*Vorliegender Text*.
Sowohl der Koalitionsvertrag der aktuellen großen Koalition als auch ein vom Bundesrat eingebrachter Gesetzesentwurf zur Änderung des AÜG sehen vor, dass die „verdeckte“ Arbeitnehmerüberlassung durch Scheinwerk- oder Dienstverträge der unerlaubten Arbeitnehmerüberlassung gleichzustellen ist. Das Vorliegen einer Arbeitnehmerüberlassungserlaubnis soll künftig nur dann noch das Zustandekommen eines Arbeitsverhältnisses zwischen Leiharbeitnehmer und Entleiher verhindern, wenn der Vertrag zwischen Verleiher und Entleiher eindeutig und offen als Arbeitnehmerüberlassungsvertrag und gerade nicht als Werk- oder Dienstvertrag gekennzeichnet ist. Sollte die beabsichtigte Gesetzesänderung verabschiedet werden, wovon derzeit auszugehen ist, führt damit jeder Scheinwerk- oder Dienstvertrag dazu, dass ein Arbeitsverhältnis zwischen dem vermeintlichen Dienstberechtigten/Werkbesteller und dem vom Dienstverpflichteten/Werkunternehmer eingesetzten Arbeitnehmer zu Stande kommt.

*Ziel*.
Schreibe den Text zur verdeckten Arbeitnehmerüberlassung durch Scheinwerk- und Dienstverträge im Anschluss an seinen letzten Satz weiter.

*Material*.
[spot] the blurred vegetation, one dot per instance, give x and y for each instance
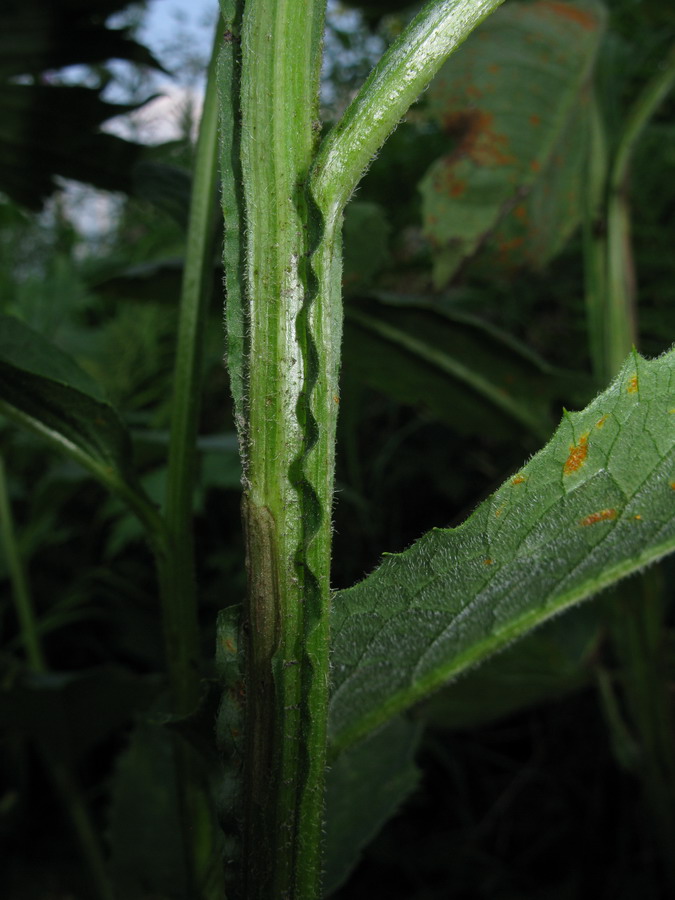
(532, 781)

*Lösung der Aufgabe*.
III. Fazit

Durch die beabsichtigte Änderung des AÜG wird das Schlupfloch der verdeckten Arbeitnehmerüberlassung mit vorhandener Arbeitnehmerüberlassungserlaubnis vom Gesetzgeber geschlossen. Jeder Unternehmer, der seinen Personalbedarf zumindest teilweise über Dienst- oder Werkverträge mit anderen Unternehmen deckt, sollte schnellstmöglich kritisch prüfen, ob es sich bei diesem Fremdpersonaleinsatz um echte Dienst- bzw. Werkverträge handelt oder ob tatschlich eine verdeckte Arbeitnehmerüberlassung vorliegt. Im Letzteren Fall ist der betroffene Unternehmer gut beraten, seine Personalplanung an die demnächst wohl geänderte Gesetzeslage anpassen. Ansonsten läuft er Gefahr, dass sich am Ende seine Belegschaftsstärke durch zahlreiche fingierte Arbeitsverhältnisse mit unerlaubt eigesetzten Leiharbeitnehmern deutlich erhöht.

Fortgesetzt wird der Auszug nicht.